QUOTED PASSAGE.
........

I’m talking more about my predictions for AI and what it’s going to do to the world. And I can tell you what, it’s going to be wild. I think the coolest things that will come out will have both good and bad right alongside each other. One big possibility is using AI to understand new physical properties we do not know yet, maybe even ones that allow time travel. Then you have it being applied to weapons and communication devices. It seems like it has the potential to improve everything, because everything is based on information. Whoever has the best information wins, and AI is going to deliver that. Right now, it’s already capable of doing 80 percent of the workload. I do not know if that refers to the entire labor force or a specific business model or corporation, but either way, if companies adopt it, it can already do a lot. It could run 24/7 nonstop. That is wild, and it is only going to keep improving. People will use it more and more. We are going to have AI all around us. Our dogs will have AI. It’ll be in the couch. The AI mailman might roll up in a hovercraft. People will be heading off to the moon, Mars, other galaxies. Maybe not in three to five years, but maybe thirty to fifty years.
Just look at what SpaceX has done. They started on fumes, got investors. I do not know how their budget compares to NASA’s, but I assume it is much lower because NASA was so inflated. Still, SpaceX spearheaded this new rocket tech that used to be science fiction. So why were we not doing this before? What did they see as the biggest barrier? Were governments trying and failing, or were they not trying at all? Maybe their rocket programs were tied to national security and already had their budgets locked in. Maybe they did not feel a need to do more. But everyone would benefit. If you pay for ten rockets a year and could instead pay the same for fifty, that is a huge upgrade in productivity. So yeah, I think it will be wild. But I also think adoption will be slower. I wonder if adoption rate has a linear relationship with risk. Say only 10 percent of people are using AI. If AI decides to do something extreme, I doubt it needs full adoption. It would still figure things out faster than we expect, even with a limited user base. A larger data load would just speed that up.

........

GIVEN RECORDS.
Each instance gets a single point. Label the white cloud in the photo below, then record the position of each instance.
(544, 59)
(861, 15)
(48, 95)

........

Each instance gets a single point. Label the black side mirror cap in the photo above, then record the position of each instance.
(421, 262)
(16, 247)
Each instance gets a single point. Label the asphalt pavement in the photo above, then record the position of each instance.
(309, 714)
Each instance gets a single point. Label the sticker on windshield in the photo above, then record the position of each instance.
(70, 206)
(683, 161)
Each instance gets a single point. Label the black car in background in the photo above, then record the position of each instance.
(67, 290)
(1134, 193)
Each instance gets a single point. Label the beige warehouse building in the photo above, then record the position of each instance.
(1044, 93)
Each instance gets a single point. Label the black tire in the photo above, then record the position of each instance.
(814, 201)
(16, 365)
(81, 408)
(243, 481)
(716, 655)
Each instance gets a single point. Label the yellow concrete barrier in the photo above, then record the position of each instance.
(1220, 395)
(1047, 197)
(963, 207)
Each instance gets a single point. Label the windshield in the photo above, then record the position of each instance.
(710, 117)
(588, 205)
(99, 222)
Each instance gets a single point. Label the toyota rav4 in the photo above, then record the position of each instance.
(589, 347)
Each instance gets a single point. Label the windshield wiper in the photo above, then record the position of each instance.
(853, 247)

........

Write the next part of the passage on predictions about AI, starting after its final sentence. You can set the listing aside; it plays no part here.

RESULT.
It’s going to solve the climate crisis too, at least when it comes to CO2. If I were allocating funding, I would put AI on science. But you cannot give it too much, like NASA got. You have to keep the operation efficient. I would push funding toward science and cleanup. Some rivers are filthy. I do not know how bad they are overall, but some are a mess. I want AI to just handle that. Drop something in the water that neutralizes pollution. Maybe that takes years, even with great tech. But why not have drones that release a chemical that just makes the pollution disappear? Why wouldn’t we have that one day?
Besides that, AI will change sports, music, the arts. Will there still be room for human creativity? Some human-produced art might even become a niche or subculture, a nostalgic collector’s item. Maybe people will want to support the human artist as it becomes harder to distinguish from the AI “artist.” There’s still something unique about live performance. You can’t completely fake that. Not yet. Unless you have a synthetic robot that’s flawless. Then you’re basically talking about a clone. An AI clone that can fool people. That’s still a ways off. For now, live human music performance is safe. People will show up just to know it’s real. See you at the show.